Exercise goal:
Return the lines of the material below without any change, omitting the pictures from your answer.

Items for location identification
— Begin —
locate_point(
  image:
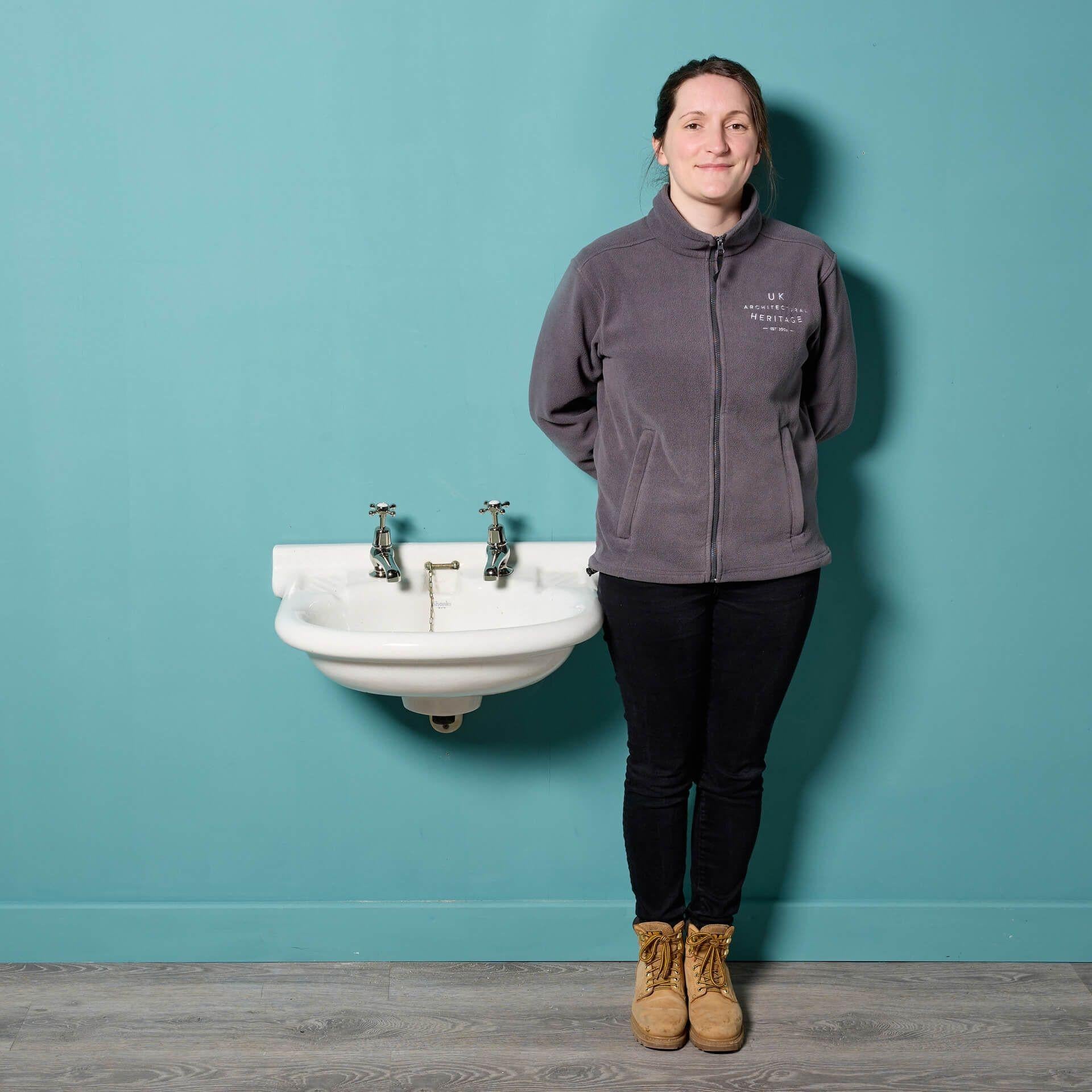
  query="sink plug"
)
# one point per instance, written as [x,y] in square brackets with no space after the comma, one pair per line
— End —
Solution to this problem:
locate_point(
  image:
  query="sink plug"
)
# one point per instance, written as [x,y] in square brackets with no space after the comma, one pair per line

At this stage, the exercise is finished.